■ **WRITTEN TASK**:
Copy each of the entries below word for word.

■ **RECORD EXCERPTS**:
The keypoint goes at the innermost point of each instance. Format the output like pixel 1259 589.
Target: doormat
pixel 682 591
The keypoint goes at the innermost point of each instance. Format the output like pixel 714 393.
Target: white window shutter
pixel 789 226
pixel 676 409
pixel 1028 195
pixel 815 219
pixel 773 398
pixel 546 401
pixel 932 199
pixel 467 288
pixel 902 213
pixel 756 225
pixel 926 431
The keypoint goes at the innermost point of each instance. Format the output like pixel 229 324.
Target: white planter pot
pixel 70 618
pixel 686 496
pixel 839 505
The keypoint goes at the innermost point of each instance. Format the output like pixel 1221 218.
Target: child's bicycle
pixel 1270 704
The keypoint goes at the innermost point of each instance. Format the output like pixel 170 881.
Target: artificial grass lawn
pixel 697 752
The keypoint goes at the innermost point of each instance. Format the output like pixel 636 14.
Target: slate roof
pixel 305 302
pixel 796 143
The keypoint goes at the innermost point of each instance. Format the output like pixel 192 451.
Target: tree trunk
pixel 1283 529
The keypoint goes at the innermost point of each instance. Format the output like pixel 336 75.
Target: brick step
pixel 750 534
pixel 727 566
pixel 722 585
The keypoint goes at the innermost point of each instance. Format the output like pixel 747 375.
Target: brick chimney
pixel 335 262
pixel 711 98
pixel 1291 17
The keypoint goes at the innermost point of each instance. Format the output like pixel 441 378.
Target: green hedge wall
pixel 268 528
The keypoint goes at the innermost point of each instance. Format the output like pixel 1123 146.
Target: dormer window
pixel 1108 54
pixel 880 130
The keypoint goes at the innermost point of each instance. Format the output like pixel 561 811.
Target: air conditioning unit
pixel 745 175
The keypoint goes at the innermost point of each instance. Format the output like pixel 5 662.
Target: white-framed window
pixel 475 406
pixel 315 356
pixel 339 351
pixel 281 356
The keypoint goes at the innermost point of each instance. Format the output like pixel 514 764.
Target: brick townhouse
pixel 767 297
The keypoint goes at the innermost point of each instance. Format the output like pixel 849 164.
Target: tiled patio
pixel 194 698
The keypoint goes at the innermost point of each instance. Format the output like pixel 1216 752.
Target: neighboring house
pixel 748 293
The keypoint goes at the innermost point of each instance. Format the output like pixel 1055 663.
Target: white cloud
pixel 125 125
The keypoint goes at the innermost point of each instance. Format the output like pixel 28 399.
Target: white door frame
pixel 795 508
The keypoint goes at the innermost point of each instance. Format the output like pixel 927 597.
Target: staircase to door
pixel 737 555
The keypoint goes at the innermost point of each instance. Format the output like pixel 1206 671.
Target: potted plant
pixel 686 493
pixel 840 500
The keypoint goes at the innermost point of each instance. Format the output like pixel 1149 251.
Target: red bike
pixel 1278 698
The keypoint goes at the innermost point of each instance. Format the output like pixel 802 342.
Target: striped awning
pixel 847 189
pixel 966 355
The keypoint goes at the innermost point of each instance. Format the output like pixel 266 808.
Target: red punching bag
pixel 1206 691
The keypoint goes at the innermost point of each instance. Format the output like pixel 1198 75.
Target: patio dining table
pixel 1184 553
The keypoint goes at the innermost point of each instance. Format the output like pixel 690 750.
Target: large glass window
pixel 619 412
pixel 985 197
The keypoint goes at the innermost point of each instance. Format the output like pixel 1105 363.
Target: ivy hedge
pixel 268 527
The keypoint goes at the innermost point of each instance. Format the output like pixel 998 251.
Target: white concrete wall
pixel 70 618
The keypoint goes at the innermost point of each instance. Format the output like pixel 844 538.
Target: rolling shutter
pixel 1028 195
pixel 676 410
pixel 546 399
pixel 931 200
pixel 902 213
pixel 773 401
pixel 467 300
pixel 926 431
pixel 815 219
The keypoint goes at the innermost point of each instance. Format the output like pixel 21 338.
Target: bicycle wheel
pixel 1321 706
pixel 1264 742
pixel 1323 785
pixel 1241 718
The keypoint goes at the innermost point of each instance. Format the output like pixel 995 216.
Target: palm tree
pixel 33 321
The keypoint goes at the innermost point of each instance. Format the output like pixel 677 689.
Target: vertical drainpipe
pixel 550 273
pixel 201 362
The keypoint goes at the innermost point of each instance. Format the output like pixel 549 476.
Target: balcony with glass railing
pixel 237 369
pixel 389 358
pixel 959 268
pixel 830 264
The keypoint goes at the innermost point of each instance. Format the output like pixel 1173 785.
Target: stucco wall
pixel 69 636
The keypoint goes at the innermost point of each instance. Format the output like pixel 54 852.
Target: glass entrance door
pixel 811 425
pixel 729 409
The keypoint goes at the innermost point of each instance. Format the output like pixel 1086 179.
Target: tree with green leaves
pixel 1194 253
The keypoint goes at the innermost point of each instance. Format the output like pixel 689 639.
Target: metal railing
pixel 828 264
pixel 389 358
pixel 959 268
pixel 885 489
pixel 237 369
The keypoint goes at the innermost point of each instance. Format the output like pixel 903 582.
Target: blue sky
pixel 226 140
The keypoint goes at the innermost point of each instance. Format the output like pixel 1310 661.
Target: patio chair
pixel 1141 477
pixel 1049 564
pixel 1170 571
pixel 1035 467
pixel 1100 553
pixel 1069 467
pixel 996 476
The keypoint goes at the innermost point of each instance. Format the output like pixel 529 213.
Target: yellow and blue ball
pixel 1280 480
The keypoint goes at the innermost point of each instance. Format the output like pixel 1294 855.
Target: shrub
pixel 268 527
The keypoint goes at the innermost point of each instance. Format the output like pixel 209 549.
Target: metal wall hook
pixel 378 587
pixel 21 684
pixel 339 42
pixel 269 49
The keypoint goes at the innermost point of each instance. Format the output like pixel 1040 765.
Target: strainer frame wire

■ **ANSWER TO THE EXERCISE**:
The keypoint goes at the innermost point of each instance. Format the output like pixel 1259 589.
Target: doormat
pixel 682 591
The keypoint goes at the innermost point of each instance. Format the output like pixel 714 393.
Target: white window shutter
pixel 789 226
pixel 676 409
pixel 1028 195
pixel 815 219
pixel 773 398
pixel 546 401
pixel 932 199
pixel 467 288
pixel 902 213
pixel 756 225
pixel 926 431
The keypoint goes at the innermost point of each instance. Format the output like pixel 229 324.
Target: white planter pot
pixel 70 618
pixel 686 496
pixel 839 505
The keypoint goes at the innermost point of each instance. Format the output like pixel 1221 218.
Target: child's bicycle
pixel 1270 704
The keypoint goes at the innermost point of each instance. Format the output like pixel 170 881.
Target: artificial grass lawn
pixel 697 752
The keypoint goes at the innermost point of each instance. Format the output like pixel 636 14.
Target: slate roof
pixel 305 302
pixel 796 143
The keypoint goes at the innermost point of each instance. Format the output like pixel 192 451.
Target: tree trunk
pixel 1283 529
The keypoint goes at the innermost point of each instance. Format the output like pixel 336 75.
Target: brick step
pixel 750 534
pixel 727 566
pixel 722 585
The keypoint goes at the innermost point of each instance. Format the output like pixel 747 375.
Target: brick chimney
pixel 335 262
pixel 711 98
pixel 1291 17
The keypoint goes at the innermost point of each instance. Format the output like pixel 441 378.
Target: green hedge wall
pixel 268 528
The keypoint goes at the innermost point of each instance. Format the output like pixel 1123 146.
Target: dormer window
pixel 1108 54
pixel 880 130
The keypoint goes at the innermost point of each instance. Format the output like pixel 561 811.
Target: air conditioning unit
pixel 745 175
The keypoint goes at the innermost point of each instance. Format the output like pixel 5 662.
Target: white-framed window
pixel 475 406
pixel 315 356
pixel 339 351
pixel 281 356
The keypoint goes at the innermost point of each instance. Format the output like pixel 514 764.
Target: brick townhouse
pixel 767 297
The keypoint goes at the innermost point of each instance. Format the output like pixel 849 164.
Target: tiled patio
pixel 194 698
The keypoint goes at the innermost point of each instance. Format the output like pixel 1216 752.
Target: neighboring house
pixel 748 293
The keypoint goes at the innermost point of each instance. Format the output like pixel 1055 663.
Target: white cloud
pixel 125 125
The keypoint goes at the innermost point of each instance. Format the output like pixel 28 399.
Target: white door frame
pixel 795 508
The keypoint goes at the innermost point of each instance. Format the output like pixel 927 597.
Target: staircase to door
pixel 737 555
The keypoint goes at the innermost point of each instance. Format the output like pixel 1206 671.
Target: potted plant
pixel 686 493
pixel 840 500
The keypoint goes at the innermost point of each instance. Format the output like pixel 1149 251.
Target: red bike
pixel 1278 698
The keypoint goes at the innermost point of each instance. Format the output like pixel 802 342.
Target: striped awning
pixel 847 189
pixel 966 355
The keypoint goes at the innermost point of each instance. Format the output like pixel 266 808.
Target: red punching bag
pixel 1206 691
The keypoint goes at the innermost point of each instance. Format the output like pixel 1198 75.
Target: patio dining table
pixel 1184 553
The keypoint goes at the innermost point of each instance. Format the output like pixel 690 750.
Target: large glass window
pixel 619 412
pixel 985 197
The keypoint goes at the innermost point of each instance. Format the output like pixel 1105 363.
Target: ivy hedge
pixel 268 527
The keypoint goes at the innermost point of each instance. Format the output like pixel 998 251.
Target: white concrete wall
pixel 70 618
The keypoint goes at the innermost point of each instance. Format the output like pixel 844 538.
Target: rolling shutter
pixel 1028 195
pixel 676 410
pixel 546 399
pixel 931 200
pixel 902 213
pixel 773 401
pixel 467 300
pixel 926 431
pixel 815 219
The keypoint goes at the innermost point of each instance. Format the output like pixel 21 338.
Target: bicycle wheel
pixel 1321 706
pixel 1264 742
pixel 1323 785
pixel 1241 718
The keypoint goes at the innermost point of each instance. Format the output like pixel 995 216.
Target: palm tree
pixel 33 321
The keypoint goes at the innermost point of each instance. Format the output like pixel 677 689.
Target: vertical drainpipe
pixel 550 273
pixel 201 362
The keypoint goes at the innermost point of each instance. Format the output like pixel 549 476.
Target: balcony with glass railing
pixel 237 369
pixel 389 358
pixel 959 268
pixel 830 264
The keypoint goes at the innermost point of each instance. Format the output like pixel 1173 785.
Target: stucco wall
pixel 69 636
The keypoint goes at the innermost point of each instance. Format the output like pixel 54 852.
Target: glass entrance door
pixel 811 425
pixel 729 409
The keypoint goes at the innermost point of each instance. Format the output like pixel 1086 179.
Target: tree with green leaves
pixel 1194 253
The keypoint goes at the innermost point of each instance. Format the output like pixel 689 639.
Target: metal railing
pixel 828 264
pixel 389 358
pixel 959 268
pixel 885 489
pixel 237 369
The keypoint goes at the innermost point of each instance. Format the output like pixel 903 582.
Target: blue sky
pixel 226 140
The keypoint goes at the innermost point of each instance. Format the output like pixel 1310 661.
Target: patio chair
pixel 1141 477
pixel 1049 564
pixel 1170 571
pixel 1035 467
pixel 1100 553
pixel 1069 467
pixel 996 476
The keypoint goes at the innermost point of each instance. Format the output like pixel 529 213.
Target: yellow and blue ball
pixel 1280 480
The keypoint goes at the innermost point of each instance. Format the output like pixel 1294 855.
Target: shrub
pixel 268 527
The keypoint goes at the innermost point of each instance. Format the output like pixel 209 549.
Target: metal wall hook
pixel 378 587
pixel 21 684
pixel 339 42
pixel 269 49
The keypoint goes at the innermost point of each instance. Format the output like pixel 1040 765.
Target: strainer frame wire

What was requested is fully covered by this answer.